--- Passage provided ---
Dustin Steinhoff, News Editor

Local

Lamar Catchings, a 20-year-old St. Louis County inmate, was found dead in his cell March 1 following days of health deterioration. According to a report from the county medical examiner obtained by the St. Louis Post-Dispatch April 11, Catchings’ cause of death was acute promyelocytic leukemia.

The condition causes life-threatening blood-clotting or bleeding problem if not treated, according to the American Cancer Society. The disease can be detected through the use of blood tests.

Due to the advances in the treatment and diagnosis of this disease over the years, acute promyelocytic leukemia is known by the Leukemia & Lymphoma Society to be the most curable form of adult leukemia.

For a person to develop leukemia and die before it is diagnosed is “not common at all but that’s not to say it can’t happen,” the medical examiner, Dr. Mary Case, said in an interview with the St. Louis Post-Dispatch. “It happened in this case.”

National

Prominent Democratic attorney Greg Craig was indicted by a federal grand jury Thursday. He is being charged with providing false statements and hiding material information in connection with work he conducted for the country of Ukraine.

--- Supplied records ---
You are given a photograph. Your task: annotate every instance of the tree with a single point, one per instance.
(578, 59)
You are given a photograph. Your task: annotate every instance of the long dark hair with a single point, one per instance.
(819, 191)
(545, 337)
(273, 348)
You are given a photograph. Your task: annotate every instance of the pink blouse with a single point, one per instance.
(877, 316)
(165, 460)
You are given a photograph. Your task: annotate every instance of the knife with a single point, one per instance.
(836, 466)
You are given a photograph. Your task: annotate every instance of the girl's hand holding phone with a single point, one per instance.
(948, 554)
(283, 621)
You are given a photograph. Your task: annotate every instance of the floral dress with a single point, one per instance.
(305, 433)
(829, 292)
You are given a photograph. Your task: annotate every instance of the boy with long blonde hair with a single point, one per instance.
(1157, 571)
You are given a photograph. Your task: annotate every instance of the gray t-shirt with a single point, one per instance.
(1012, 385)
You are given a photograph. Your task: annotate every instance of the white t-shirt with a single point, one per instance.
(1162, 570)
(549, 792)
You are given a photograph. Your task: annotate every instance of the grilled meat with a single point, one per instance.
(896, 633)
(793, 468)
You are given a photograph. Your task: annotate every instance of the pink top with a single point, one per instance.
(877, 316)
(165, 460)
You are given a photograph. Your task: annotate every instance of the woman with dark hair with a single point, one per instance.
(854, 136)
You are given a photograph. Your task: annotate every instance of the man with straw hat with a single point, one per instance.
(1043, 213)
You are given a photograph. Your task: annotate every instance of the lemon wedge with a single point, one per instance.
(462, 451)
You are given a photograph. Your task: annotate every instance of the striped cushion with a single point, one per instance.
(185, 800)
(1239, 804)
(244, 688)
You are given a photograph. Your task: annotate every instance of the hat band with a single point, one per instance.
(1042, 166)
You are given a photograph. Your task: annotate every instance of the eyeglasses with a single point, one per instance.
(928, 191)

--- Work to complete ---
[1] Could you rewrite the news roundup from "Dustin Steinhoff, News" to "acute promyelocytic leukemia.", swapping "inmate" for "detainee"?
[2] According to the news roundup, what did the county medical examiner's report give as Catchings' cause of death?
[3] Which people does the news roundup name?
Rely only on the news roundup above, not on the rows.

--- Answers below ---
[1]
Dustin Steinhoff, News Editor

Local

Lamar Catchings, a 20-year-old St. Louis County detainee, was found dead in his cell March 1 following days of health deterioration. According to a report from the county medical examiner obtained by the St. Louis Post-Dispatch April 11, Catchings’ cause of death was acute promyelocytic leukemia.

[2] Acute promyelocytic leukemia.

[3] Dustin Steinhoff, Lamar Catchings, Dr. Mary Case, Greg Craig